■ Exercise: Return the records that follow, unchanged and complete.
____________________
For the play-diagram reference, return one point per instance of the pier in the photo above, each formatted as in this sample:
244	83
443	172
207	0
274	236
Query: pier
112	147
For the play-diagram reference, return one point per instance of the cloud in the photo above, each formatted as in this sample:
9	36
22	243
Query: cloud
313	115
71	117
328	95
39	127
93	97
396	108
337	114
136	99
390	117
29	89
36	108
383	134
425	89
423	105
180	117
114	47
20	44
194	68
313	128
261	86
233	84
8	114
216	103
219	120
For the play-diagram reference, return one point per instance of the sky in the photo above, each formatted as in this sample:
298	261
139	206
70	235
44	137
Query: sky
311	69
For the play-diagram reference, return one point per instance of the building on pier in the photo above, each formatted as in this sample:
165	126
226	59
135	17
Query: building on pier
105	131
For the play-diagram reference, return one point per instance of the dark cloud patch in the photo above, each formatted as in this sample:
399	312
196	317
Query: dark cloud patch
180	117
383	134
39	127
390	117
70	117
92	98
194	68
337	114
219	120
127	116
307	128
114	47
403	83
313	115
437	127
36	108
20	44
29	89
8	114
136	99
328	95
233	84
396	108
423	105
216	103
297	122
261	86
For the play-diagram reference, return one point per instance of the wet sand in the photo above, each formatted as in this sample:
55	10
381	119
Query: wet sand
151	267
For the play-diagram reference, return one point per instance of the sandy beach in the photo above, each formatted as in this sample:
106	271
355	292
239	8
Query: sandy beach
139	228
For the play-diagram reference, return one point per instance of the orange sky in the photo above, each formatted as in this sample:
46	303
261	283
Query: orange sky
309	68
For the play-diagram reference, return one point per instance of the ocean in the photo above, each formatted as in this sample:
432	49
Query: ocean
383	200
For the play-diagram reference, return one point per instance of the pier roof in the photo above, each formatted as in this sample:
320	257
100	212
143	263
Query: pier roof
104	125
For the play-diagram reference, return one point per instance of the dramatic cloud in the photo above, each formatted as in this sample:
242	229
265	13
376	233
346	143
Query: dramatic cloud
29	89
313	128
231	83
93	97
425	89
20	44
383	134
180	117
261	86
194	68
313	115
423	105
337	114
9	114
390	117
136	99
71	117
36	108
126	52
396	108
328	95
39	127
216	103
____________________
■ Reply to the exercise:
For the play-diagram reference, return one point per instance of the pier in the photo above, each formatted as in this sample:
244	83
443	172
207	0
274	236
Query: pier
112	147
For the play-diagram reference, return one point per instance of the cloud in the photo above, each formatted as in this sample:
9	36
22	243
Query: cloud
313	115
71	117
328	95
39	127
93	97
396	108
337	114
136	99
390	117
29	89
36	108
383	134
425	89
423	105
180	117
114	47
20	44
194	68
313	128
261	86
233	84
8	114
216	103
219	120
For the play-diagram reference, return one point per instance of the sky in the photo above, each formatted as in this sample:
298	261
139	206
70	235
44	137
Query: sky
311	69
For the play-diagram reference, return one point per instance of the building on pier in the photo above, each formatted as in this sample:
165	126
226	59
135	17
Query: building on pier
105	131
For the play-diagram reference, return one point per instance of the dark cloud patch in the photo above, each formatted as in this sample:
399	312
196	317
Query: dark cloud patch
180	117
383	134
39	127
390	117
70	117
92	98
194	68
337	114
219	120
127	116
307	128
114	47
403	83
313	115
437	127
36	108
20	44
29	89
8	114
136	99
328	95
233	84
396	108
423	105
216	103
297	122
261	86
For the play-diagram reference, return one point per instance of the wet sand in the photo above, each formatted as in this sample:
55	10
381	119
Query: wet sand
151	267
For the play-diagram reference, return one point per instance of the sandy beach in the photo above, each formatted as in this sample:
106	271
355	292
239	8
Query: sandy beach
139	228
For the play-diagram reference, return one point per instance of the orange sky in the photo above, each formatted as in this sample:
46	303
261	283
Query: orange sky
309	68
For the play-diagram reference, return one point per instance of the ocean in the photo above, each formatted as in this sample:
432	49
Query: ocean
383	200
For the play-diagram reference, return one point per instance of the pier roof in the photo above, each formatted as in this sample:
320	257
100	212
143	263
Query: pier roof
104	125
For the play-diagram reference, return one point per instance of the dramatic cloud in the photo above, each formatted as in this sample:
242	229
265	13
376	233
346	143
Query: dramatic cloud
29	89
313	128
231	83
93	97
425	89
20	44
383	134
180	117
261	86
194	68
313	115
423	105
337	114
9	114
390	117
136	99
71	117
36	108
126	52
396	108
328	95
39	127
216	103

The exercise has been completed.